### PROMPT
Return all the data below as it stands, minus the pictures.

### RECORD EXTRACTS
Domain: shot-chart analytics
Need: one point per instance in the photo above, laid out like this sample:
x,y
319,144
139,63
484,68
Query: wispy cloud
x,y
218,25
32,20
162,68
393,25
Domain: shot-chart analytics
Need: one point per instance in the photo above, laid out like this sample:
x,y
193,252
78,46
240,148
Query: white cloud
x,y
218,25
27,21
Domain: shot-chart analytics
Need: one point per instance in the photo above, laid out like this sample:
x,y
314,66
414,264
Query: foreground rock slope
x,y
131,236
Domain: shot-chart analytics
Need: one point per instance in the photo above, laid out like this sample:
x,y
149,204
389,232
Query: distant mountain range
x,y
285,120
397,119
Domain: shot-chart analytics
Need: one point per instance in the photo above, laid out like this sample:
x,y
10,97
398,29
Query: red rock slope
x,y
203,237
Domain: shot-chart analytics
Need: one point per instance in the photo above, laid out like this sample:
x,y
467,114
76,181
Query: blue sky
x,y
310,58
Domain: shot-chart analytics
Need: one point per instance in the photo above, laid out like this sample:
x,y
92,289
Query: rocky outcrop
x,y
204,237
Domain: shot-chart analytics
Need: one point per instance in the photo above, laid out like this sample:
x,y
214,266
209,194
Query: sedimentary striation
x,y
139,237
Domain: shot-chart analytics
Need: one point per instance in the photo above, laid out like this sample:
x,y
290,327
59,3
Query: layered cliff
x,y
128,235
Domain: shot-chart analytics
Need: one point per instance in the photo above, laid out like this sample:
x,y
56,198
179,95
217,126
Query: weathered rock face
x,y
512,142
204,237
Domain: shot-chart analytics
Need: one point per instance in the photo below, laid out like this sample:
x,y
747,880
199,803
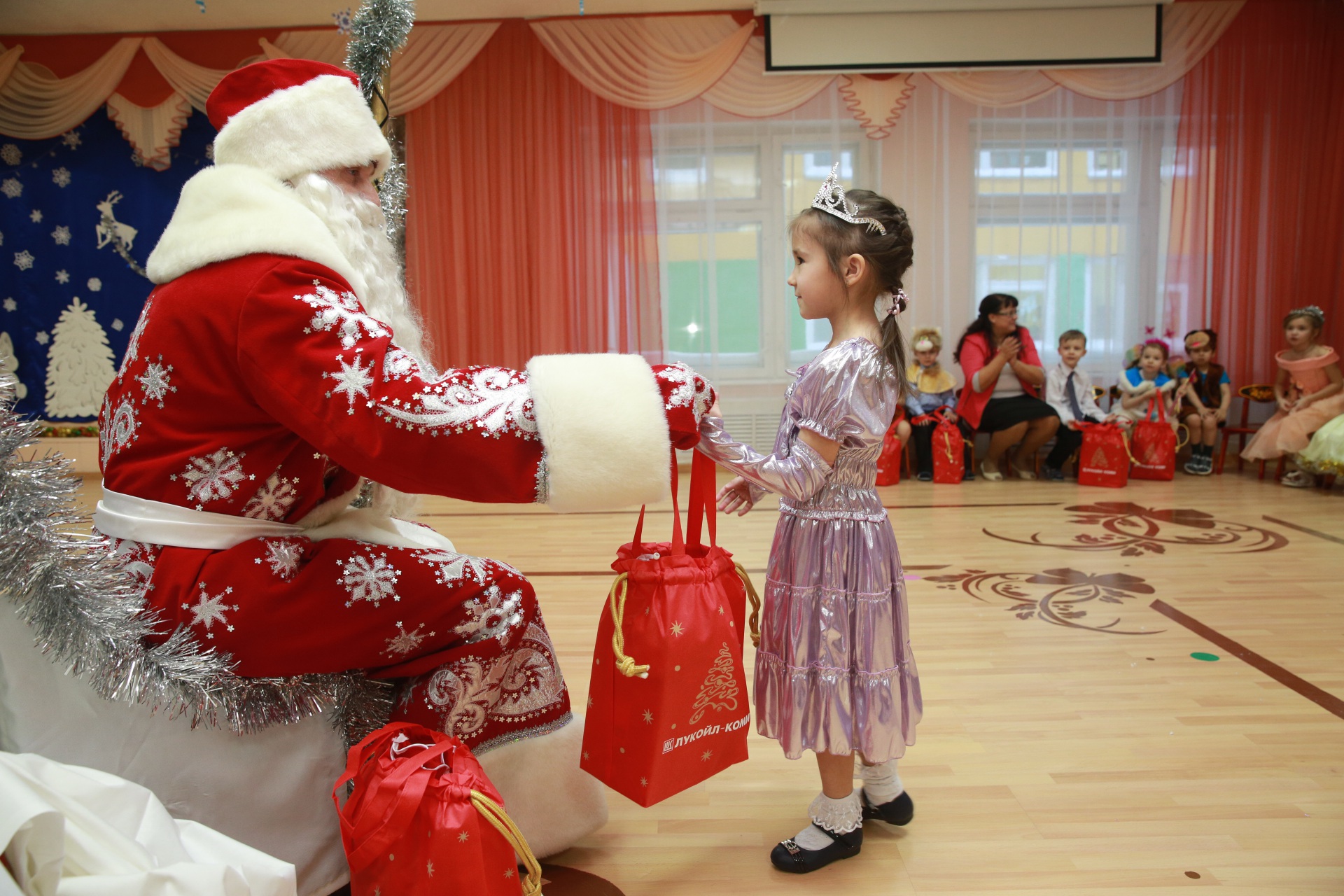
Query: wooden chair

### RESULT OF THE EXERCISE
Domain: shot-chart analytics
Need: one point per instance in the photo above, laid out like this sample:
x,y
319,144
139,63
484,68
Query: wispy cloud
x,y
218,25
32,20
162,68
393,25
Domain: shot-chart analytics
Need: one point per instance in the photo above, laid out like this sample:
x,y
193,252
78,46
240,148
Query: white cloud
x,y
218,25
27,21
Domain: shot-chart analytics
Need: one point per instance in the photo above, laid out like this sample:
x,y
314,66
414,264
Query: foreground rock slope
x,y
131,236
Domain: shot-chart analytics
Need: one point per instance in the photo above, laid out like this sample:
x,y
149,204
389,232
Query: distant mountain range
x,y
285,120
397,119
Domain: shot-chart analytics
Need: one point per instance in the photo above, laid out like this sample:
x,y
10,97
398,29
Query: red rock slope
x,y
203,237
Domain: shot-chart analytics
Need: one point per instance in the photo above, laid out like this sample:
x,y
467,114
76,181
Query: blue sky
x,y
310,58
Domain: shot-chart analytics
Need: one point per instance in the photo above, laid out like this sample:
x,y
92,289
Query: rocky outcrop
x,y
204,237
Domain: shot-chart analytics
Need: one point per instance in the photo above, laid out like this sample:
x,y
214,266
209,194
Query: sedimentary striation
x,y
139,237
Domain: shot-chart analytics
Need: one point per instance in the photo above, laid out like this sample:
x,y
290,327
59,3
Query: layered cliff
x,y
128,235
Domain: shot-chart analytics
Need: one point per instance in the photo above, laid out like this sample:
x,y
56,198
179,95
217,126
Query: weathered rock face
x,y
512,142
204,237
Domain: shot-chart analytics
Need: one point per instance in the photo below, laid out like this sample:
x,y
747,880
199,803
Query: wooden chair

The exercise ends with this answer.